THE REQUEST> Tally the lines of the records below that contain the word "between". Give only the number.

______________________________

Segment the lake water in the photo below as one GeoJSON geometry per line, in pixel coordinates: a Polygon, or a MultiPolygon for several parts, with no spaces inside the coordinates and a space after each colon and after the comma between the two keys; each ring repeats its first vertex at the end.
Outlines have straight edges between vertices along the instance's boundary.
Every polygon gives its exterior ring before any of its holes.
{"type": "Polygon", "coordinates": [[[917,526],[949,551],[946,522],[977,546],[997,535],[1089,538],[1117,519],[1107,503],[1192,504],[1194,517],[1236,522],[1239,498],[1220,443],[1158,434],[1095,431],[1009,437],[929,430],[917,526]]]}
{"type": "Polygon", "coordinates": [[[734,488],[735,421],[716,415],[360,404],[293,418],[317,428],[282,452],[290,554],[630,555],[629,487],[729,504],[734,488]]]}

______________________________

FINAL ANSWER> 2